• _Stored items from a collection_
┌────────

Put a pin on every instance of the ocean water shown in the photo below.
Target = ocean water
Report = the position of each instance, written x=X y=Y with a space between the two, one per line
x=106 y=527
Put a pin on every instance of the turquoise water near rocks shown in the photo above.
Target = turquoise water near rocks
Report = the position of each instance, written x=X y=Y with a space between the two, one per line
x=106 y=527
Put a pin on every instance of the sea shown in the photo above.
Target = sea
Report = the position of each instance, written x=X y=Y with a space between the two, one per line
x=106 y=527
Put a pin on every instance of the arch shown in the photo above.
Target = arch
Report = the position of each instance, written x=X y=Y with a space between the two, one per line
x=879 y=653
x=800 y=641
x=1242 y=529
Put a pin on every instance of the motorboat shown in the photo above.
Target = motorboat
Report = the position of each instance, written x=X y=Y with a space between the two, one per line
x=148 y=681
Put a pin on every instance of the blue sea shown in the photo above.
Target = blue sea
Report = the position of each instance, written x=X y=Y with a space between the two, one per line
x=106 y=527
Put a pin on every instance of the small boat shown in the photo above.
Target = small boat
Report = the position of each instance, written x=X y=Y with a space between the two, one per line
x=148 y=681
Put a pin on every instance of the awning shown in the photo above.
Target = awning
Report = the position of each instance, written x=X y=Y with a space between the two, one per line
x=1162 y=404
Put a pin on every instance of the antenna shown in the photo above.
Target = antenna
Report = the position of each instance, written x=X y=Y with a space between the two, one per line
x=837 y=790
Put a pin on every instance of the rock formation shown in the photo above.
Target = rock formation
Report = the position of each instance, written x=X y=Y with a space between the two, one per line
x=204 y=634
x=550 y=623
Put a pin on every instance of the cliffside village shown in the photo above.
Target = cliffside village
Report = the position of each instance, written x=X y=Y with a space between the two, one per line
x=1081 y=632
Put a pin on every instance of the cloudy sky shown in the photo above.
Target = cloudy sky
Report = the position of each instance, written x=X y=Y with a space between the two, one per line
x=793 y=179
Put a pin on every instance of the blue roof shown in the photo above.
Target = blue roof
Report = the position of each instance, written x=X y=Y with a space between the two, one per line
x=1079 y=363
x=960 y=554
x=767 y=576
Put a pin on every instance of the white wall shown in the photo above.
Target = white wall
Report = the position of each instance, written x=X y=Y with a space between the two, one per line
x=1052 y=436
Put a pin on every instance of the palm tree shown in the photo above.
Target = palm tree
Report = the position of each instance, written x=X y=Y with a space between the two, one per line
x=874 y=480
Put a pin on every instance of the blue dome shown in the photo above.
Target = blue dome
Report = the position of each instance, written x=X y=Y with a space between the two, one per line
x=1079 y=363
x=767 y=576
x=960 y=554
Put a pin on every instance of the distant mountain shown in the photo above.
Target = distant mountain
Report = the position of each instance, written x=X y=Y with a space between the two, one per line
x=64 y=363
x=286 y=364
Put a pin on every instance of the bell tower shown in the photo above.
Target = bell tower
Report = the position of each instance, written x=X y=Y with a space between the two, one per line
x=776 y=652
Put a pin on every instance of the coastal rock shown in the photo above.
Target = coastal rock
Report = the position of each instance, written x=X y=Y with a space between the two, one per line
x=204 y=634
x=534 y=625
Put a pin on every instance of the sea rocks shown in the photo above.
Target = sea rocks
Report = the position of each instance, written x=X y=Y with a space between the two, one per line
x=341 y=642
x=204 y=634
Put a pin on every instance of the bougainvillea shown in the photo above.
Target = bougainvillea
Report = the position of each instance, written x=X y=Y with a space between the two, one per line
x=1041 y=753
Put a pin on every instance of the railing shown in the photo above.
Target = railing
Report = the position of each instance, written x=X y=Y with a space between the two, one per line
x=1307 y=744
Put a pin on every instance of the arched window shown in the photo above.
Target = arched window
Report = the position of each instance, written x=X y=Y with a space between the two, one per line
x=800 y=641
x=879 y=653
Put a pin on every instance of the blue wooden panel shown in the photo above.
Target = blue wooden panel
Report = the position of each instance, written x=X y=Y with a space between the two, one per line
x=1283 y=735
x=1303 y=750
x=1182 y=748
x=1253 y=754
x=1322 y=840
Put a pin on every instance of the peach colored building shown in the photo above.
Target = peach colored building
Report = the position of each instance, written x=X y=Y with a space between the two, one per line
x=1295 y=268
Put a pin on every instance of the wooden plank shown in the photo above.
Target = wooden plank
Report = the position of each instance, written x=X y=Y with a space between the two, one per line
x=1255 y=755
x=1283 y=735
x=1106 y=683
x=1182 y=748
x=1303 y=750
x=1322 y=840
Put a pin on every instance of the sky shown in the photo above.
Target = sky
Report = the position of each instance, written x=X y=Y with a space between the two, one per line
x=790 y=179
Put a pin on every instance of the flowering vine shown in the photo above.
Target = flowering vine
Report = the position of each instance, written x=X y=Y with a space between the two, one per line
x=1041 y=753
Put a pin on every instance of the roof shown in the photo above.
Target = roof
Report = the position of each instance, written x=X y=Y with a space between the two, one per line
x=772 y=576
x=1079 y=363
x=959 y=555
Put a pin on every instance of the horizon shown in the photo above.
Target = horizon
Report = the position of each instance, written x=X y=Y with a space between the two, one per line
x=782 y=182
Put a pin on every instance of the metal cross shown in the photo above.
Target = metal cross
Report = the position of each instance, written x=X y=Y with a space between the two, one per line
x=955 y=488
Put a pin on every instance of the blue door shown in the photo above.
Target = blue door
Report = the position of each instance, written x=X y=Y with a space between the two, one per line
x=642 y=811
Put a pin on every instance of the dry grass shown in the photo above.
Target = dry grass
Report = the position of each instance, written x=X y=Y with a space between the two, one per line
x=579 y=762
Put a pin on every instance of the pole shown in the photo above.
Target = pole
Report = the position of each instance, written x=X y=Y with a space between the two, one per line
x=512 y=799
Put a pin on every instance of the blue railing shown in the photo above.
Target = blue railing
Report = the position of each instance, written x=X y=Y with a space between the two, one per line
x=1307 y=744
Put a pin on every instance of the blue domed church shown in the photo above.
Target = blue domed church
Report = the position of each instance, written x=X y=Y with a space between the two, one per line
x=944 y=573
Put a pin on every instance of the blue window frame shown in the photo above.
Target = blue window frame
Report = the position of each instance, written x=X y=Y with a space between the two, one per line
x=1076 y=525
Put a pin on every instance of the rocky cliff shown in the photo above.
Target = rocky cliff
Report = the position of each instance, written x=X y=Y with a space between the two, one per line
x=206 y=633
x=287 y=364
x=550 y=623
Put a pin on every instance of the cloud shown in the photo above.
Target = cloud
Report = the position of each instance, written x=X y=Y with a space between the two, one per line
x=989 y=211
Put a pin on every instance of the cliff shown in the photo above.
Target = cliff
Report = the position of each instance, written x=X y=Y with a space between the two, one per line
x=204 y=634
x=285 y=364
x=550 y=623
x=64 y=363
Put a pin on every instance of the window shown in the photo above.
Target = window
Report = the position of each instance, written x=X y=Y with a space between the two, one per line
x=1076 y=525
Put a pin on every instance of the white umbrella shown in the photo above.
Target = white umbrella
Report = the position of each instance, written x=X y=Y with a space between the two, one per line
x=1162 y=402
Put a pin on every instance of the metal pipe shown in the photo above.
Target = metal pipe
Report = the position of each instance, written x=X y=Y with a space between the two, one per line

└────────

• _TASK STATEMENT_
Reproduce every entry shown above, precisely as it stands.

• _TASK RESPONSE_
Put a pin on every instance of the ocean water shown in the photo below.
Target = ocean water
Report = the position of each instance, written x=X y=Y with a space between the two, one per line
x=106 y=527
Put a pin on every instance of the turquoise water near rocks shown in the photo above.
Target = turquoise water near rocks
Report = the position of each instance, written x=X y=Y with a space between the two, one per line
x=106 y=527
Put a pin on every instance of the sea shown in the photo above.
Target = sea
Report = the position of each instance, written x=X y=Y with a space between the two, one per line
x=106 y=527
Put a pin on every instance of the arch shown in the photo above.
Target = arch
Report = the position of each instance, written x=X y=Y with a space between the two, one per line
x=879 y=653
x=800 y=641
x=1242 y=529
Put a pin on every instance of the motorboat shown in the photo above.
Target = motorboat
Report = the position of each instance, written x=X y=Y with a space between the two, one per line
x=148 y=681
Put a pin on every instance of the blue sea shown in the photo above.
Target = blue sea
Report = the position of each instance, written x=X y=Y with a space between the two, one per line
x=106 y=527
Put a pin on every instance of the small boat shown in the photo above.
Target = small boat
Report = the position of each instance, written x=X y=Y with a space between the two, one per line
x=148 y=681
Put a pin on every instance of the awning shown in the photo above.
Target = awning
Report = the position of each instance, written x=X y=Y with a space between the two, one per line
x=1162 y=404
Put a pin on every instance of the antenna shown in the photo above.
Target = antenna
Report = the position of each instance, written x=X y=Y with a space between the two, one per line
x=837 y=790
Put a pin on every instance of the rock formation shown in the photo above.
Target = rock formation
Report = the position of each instance, written x=X y=Y with a space between the two, one per line
x=204 y=634
x=550 y=623
Put a pin on every instance of the cliffside village shown in the photo above.
Target = cliffside village
Report = the position of each instance, written x=X y=Y with a space between the two, one per line
x=1081 y=632
Put a pin on every instance of the cloudy sky shown in the photo above.
Target = cloudy sky
Report = the position of each instance, written x=X y=Y with a space between the two, one per line
x=793 y=179
Put a pin on every instance of the blue roof shown in the photo above.
Target = blue roof
Report = the position of each instance, written x=X y=Y with a space between the two, one per line
x=1079 y=363
x=960 y=554
x=767 y=576
Put a pin on every instance of the white wall shown in the photo above.
Target = white wall
Report = the position of each instance, written x=X y=Y with a space between the two, one per line
x=1052 y=436
Put a pin on every instance of the palm tree shown in the photo above.
Target = palm tree
Report = the position of each instance, written x=X y=Y with a space between the two, one per line
x=874 y=480
Put a pin on every instance of the blue dome shown in the photo above.
Target = blue dome
Report = the position of each instance, written x=X y=Y with a space between the two, one per line
x=1079 y=363
x=767 y=576
x=960 y=554
Put a pin on every instance of the distant mountain shown in the photo above.
Target = distant mountain
Report = the position of each instance, written x=X y=Y with a space between the two, one per line
x=64 y=363
x=286 y=364
Put a pin on every instance of the bell tower shown in the photo above.
Target = bell tower
Report = the position of each instance, written x=X y=Y with a space between the two, one per line
x=776 y=652
Put a pin on every instance of the coastal rock shown in the photo above.
Target = coastal rock
Report = the position of each instance, written x=X y=Y with a space between the two, one per line
x=204 y=634
x=534 y=625
Put a pin on every instance of the sea rocks shown in the photo above.
Target = sea rocks
Report = the position of each instance, written x=X y=Y with a space between the two, one per line
x=341 y=642
x=204 y=634
Put a pin on every instance of the bougainvillea shown in the photo above.
Target = bougainvillea
Report = the position of each instance, written x=X y=Y with a space between the two, one per line
x=1041 y=753
Put a pin on every instance of the railing shown in the photo above.
Target = railing
Report = the position of each instance, written x=X y=Y with a space between the two, one per line
x=1307 y=744
Put a pin on every instance of the arched window shown in the photo above.
Target = arched window
Report = the position of each instance, written x=X y=Y with a space between the two, one per line
x=800 y=641
x=879 y=653
Put a pin on every instance of the blue wooden panel shown in the photo above.
Target = blue wooden panel
Report = the position of each instance, written x=X y=Y with a space between the two, one per line
x=1283 y=735
x=1303 y=750
x=1182 y=748
x=1253 y=754
x=1322 y=840
Put a pin on every instance of the peach colored building shown in the photo above.
Target = peach colored building
Report = the position of each instance, written x=X y=Y with a space between the two, one per line
x=1295 y=268
Put a pin on every instance of the wooden plank shown in the photo above.
Target = wooden plank
Report = the position of each instance, written x=X y=Y with a space between the two, one per line
x=1255 y=755
x=1283 y=735
x=1106 y=683
x=1182 y=748
x=1303 y=750
x=1322 y=840
Put a pin on every instance of the sky shown in the photo above.
Target = sky
Report = the position of each instance, written x=X y=Y with a space between the two, one per line
x=790 y=179
Put a pin on every instance of the flowering vine shown in the photo above.
Target = flowering vine
Report = the position of each instance, written x=X y=Y with a space between the two, one per line
x=1041 y=753
Put a pin on every instance of the roof shown in the photo above.
Target = roof
Report = the position of each instance, written x=X y=Y with a space between the two, one per line
x=772 y=576
x=1079 y=363
x=959 y=555
Put a pin on every instance of the horizon shown in the photo above.
Target = horizon
Report = the position of each instance, written x=X y=Y with a space between the two, one per line
x=782 y=182
Put a pin on every instance of the metal cross shown in the photo above.
Target = metal cross
Report = the position of each instance, written x=X y=Y with a space between the two, one per line
x=955 y=488
Put a pin on every instance of the blue door shown in the photo above.
Target = blue door
Report = the position of each instance, written x=X y=Y with a space between the two, one per line
x=642 y=811
Put a pin on every instance of the dry grass shown in the photo above.
Target = dry grass
Report = the position of each instance, written x=X y=Y with a space between the two, one per line
x=579 y=762
Put a pin on every instance of the pole shown in the photo above.
Target = pole
Report = the position of each instance, written x=X y=Y with a space between the two, one per line
x=512 y=799
Put a pin on every instance of the blue railing shown in the photo above.
Target = blue railing
Report = the position of each instance, written x=X y=Y with a space between the two, one per line
x=1307 y=744
Put a pin on every instance of the blue domed church shown in the photo above.
Target = blue domed church
Report = the position of each instance, written x=X y=Y with a space between the two, one per line
x=944 y=573
Put a pin on every instance of the blue window frame shown in the photo above.
Target = blue window frame
Report = the position of each instance, written x=X y=Y with a space between the two, one per line
x=1076 y=525
Put a pin on every instance of the rocky cliff shown in the photo above.
Target = rocky cliff
Report = the position of each instance, written x=X y=Y with a space between the two, one per line
x=206 y=633
x=287 y=364
x=550 y=623
Put a pin on every instance of the cloud shown in the photo above.
Target = cloud
Report = the position of each instance, written x=X y=Y with a space between the two, one per line
x=989 y=211
Put a pin on every instance of the cliff shown in the photo above.
Target = cliff
Report = the position of each instance, written x=X y=Y with a space between the two, one per line
x=204 y=634
x=285 y=364
x=550 y=623
x=64 y=363
Put a pin on every instance of the window shown in the photo above.
Target = window
Report = the position of each instance, written x=X y=Y with a space between the two, one per line
x=1076 y=525
Put a pin on every instance of the white umbrella shown in the photo above.
Target = white umbrella
Report = the position of each instance, written x=X y=Y with a space between the two, one per line
x=1162 y=402
Put a pin on every instance of the metal pipe shown in the photo above.
Target = metal pipe
Report = the position of each instance, written x=X y=Y with a space between the two, one per line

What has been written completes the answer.